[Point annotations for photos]
******************************
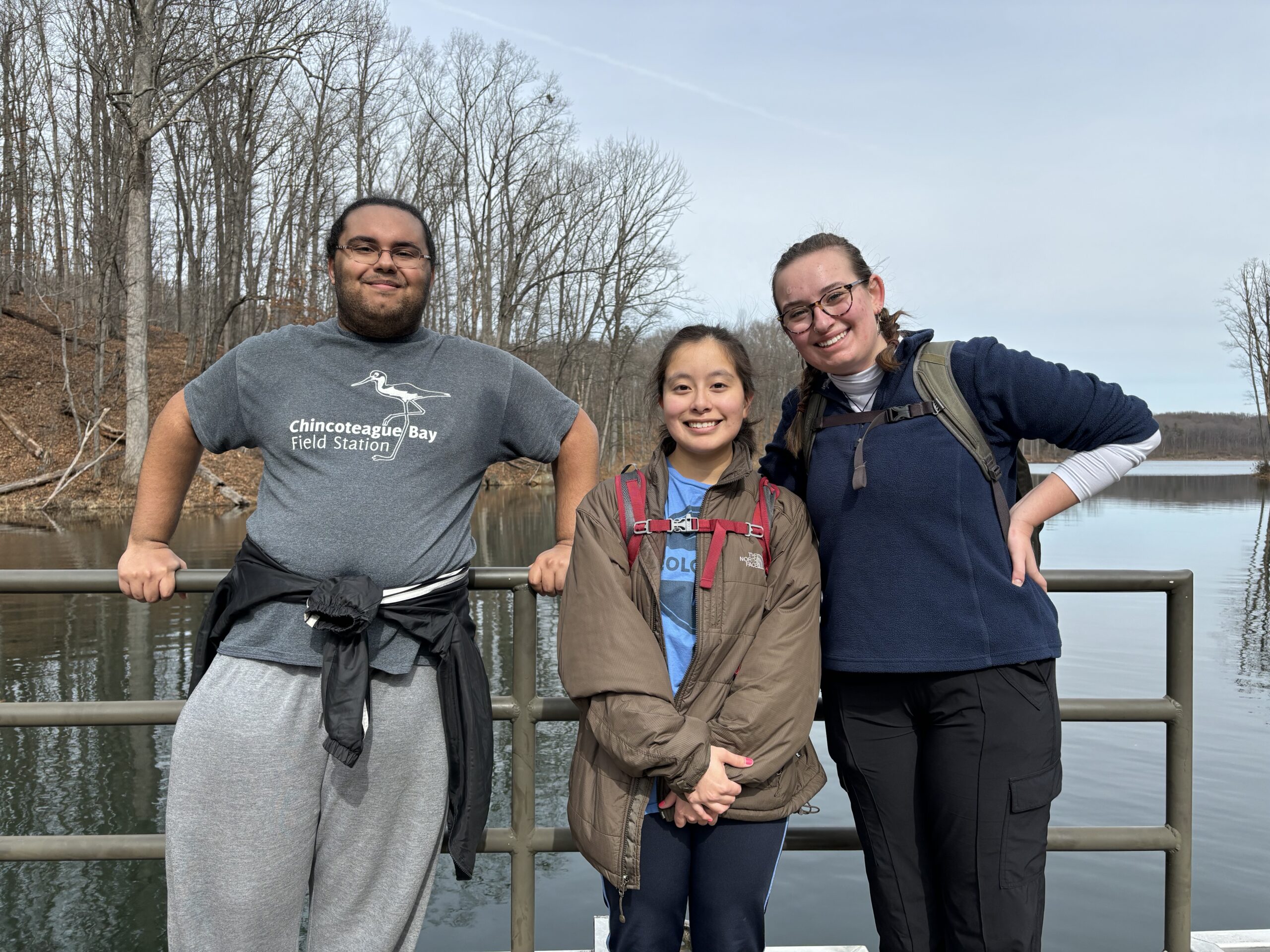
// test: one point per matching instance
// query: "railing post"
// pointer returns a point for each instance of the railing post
(525, 655)
(1179, 748)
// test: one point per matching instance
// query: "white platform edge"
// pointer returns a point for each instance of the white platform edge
(601, 937)
(1246, 940)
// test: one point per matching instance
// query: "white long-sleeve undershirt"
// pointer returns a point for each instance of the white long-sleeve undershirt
(1086, 474)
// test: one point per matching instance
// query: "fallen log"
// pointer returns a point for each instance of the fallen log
(51, 476)
(225, 489)
(80, 473)
(33, 321)
(51, 328)
(21, 436)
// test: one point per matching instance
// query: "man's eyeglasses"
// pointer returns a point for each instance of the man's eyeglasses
(369, 253)
(835, 302)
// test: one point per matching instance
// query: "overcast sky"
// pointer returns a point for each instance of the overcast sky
(1075, 179)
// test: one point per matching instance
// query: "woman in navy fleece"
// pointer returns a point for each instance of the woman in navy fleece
(938, 638)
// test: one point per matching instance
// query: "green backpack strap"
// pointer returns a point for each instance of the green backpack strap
(933, 375)
(812, 418)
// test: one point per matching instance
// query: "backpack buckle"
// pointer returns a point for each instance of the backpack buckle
(898, 413)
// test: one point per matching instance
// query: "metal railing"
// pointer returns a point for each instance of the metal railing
(525, 709)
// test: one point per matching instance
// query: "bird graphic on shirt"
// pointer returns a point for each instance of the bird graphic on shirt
(408, 394)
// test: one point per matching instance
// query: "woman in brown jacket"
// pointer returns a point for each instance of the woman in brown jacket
(689, 640)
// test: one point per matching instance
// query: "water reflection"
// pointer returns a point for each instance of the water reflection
(1253, 616)
(114, 780)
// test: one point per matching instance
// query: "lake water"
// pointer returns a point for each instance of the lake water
(1212, 518)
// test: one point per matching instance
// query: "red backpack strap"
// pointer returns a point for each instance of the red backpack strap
(632, 509)
(767, 494)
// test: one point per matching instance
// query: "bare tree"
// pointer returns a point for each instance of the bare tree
(1246, 316)
(180, 48)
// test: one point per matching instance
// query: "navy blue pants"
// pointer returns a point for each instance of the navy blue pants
(724, 873)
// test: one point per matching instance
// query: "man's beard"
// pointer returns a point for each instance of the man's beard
(394, 323)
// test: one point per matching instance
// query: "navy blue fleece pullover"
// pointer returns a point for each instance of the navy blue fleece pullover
(916, 575)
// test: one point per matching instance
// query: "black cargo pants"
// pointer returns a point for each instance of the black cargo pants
(951, 777)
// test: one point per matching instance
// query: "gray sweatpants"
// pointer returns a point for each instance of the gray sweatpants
(258, 814)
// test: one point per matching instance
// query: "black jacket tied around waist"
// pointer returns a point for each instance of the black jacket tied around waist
(343, 608)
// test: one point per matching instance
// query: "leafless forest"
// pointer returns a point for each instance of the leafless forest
(243, 126)
(173, 164)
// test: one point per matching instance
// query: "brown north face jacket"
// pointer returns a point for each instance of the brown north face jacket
(751, 687)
******************************
What the task requires: Change every "pointer" in the records above to "locator" and reproduce them with all other text unchanged. Omit the pictures.

Expected output:
// test: one point per matching instance
// query: "railing post"
// locator returns a point for each instance of the railing post
(525, 655)
(1179, 748)
// test: one point per matching instance
// query: "white platform edge"
// locator returns a point for each instance of the white platform edge
(601, 937)
(1246, 940)
// test: one point per matching instance
// query: "white long-sleeve undershirt"
// locator returns a point for each instance of the white long-sleeve undershirt
(1086, 474)
// test: one point per matching instance
// query: "fallen log"
// locator returns a point for each instance of the fallen log
(51, 476)
(225, 489)
(80, 473)
(33, 321)
(51, 328)
(21, 436)
// test: one point per matching instance
// query: "man's eyeglasses"
// locator returns a point for each instance of the man's eyeglasses
(369, 253)
(835, 302)
// test: one point per matching instance
// query: "overcast sky"
// locator returns a point for each instance of the overcast sky
(1075, 179)
// test: one point per matching instance
// query: "woman in navy fleece"
// locator returns a point for each instance of the woman in navy fleece
(938, 638)
// test: one point per matching instance
// query: "green backpack strap"
// locator returns a point for each instance of the green backpack strap
(933, 375)
(812, 418)
// test: one point per matching instance
// query: "backpack buckle"
// locator returns a point for each instance of the backpack buckle
(898, 413)
// test: one point per matching instance
// query: "metal railing"
// locator returns a point for each instance of the metal railing
(525, 709)
// test: one point per matching instance
// query: "bird graphic on shirt"
// locator returns a point for each instance of the bird graphic on shirt
(408, 394)
// test: one point per matching instance
// query: "woman in brown jacket"
// locator returns a point for each instance of the woman in brown jacket
(689, 640)
// test: one point per matching instance
// query: "water reflection"
// locator returns a point for each instance of the water reflection
(1253, 616)
(114, 780)
// test: one point per matching instance
// query: "lake water"
// locator returns a point for each instance of the lake water
(1212, 518)
// test: one point per matching instance
// query: "red backpack strap"
// locator returns a point for each instance of the red backpack strap
(632, 509)
(767, 494)
// test: one point per matching instance
// query: "bare tree"
// locator returns a point for each instance of the bare tree
(1246, 316)
(180, 48)
// test: one point per matching instance
// query: "navy blue pants"
// locator returns a point for each instance of the navy blue pants
(724, 873)
// test: one point per matching instance
// query: "man's beard"
// locator returns a point for each instance of the man's beard
(394, 323)
// test: one point per matching instance
// query: "navy blue fleece pullover"
// locator returns a point for each instance of the navy blue fleece pullover
(916, 575)
// test: one point per matching instance
// query: "black cargo pants"
// locator returns a point for each instance of the black cargo pants
(951, 777)
// test: one point per matching instance
// query: "gray sweatpants"
// locator returns a point for each instance of the gray sweatpants
(258, 814)
// test: one point per matching instance
// query: "black jacket tied around waist"
// locator returns a point for each instance of the black jacket tied around waist
(343, 608)
// test: one point per matching instance
// query: "leafless forest"
// locator returns a point for each instance of the leafless forest
(243, 126)
(173, 164)
// test: one point per matching instance
// query: "brown north face jacket"
// locator returns a point for each instance of the brown north face jacket
(751, 687)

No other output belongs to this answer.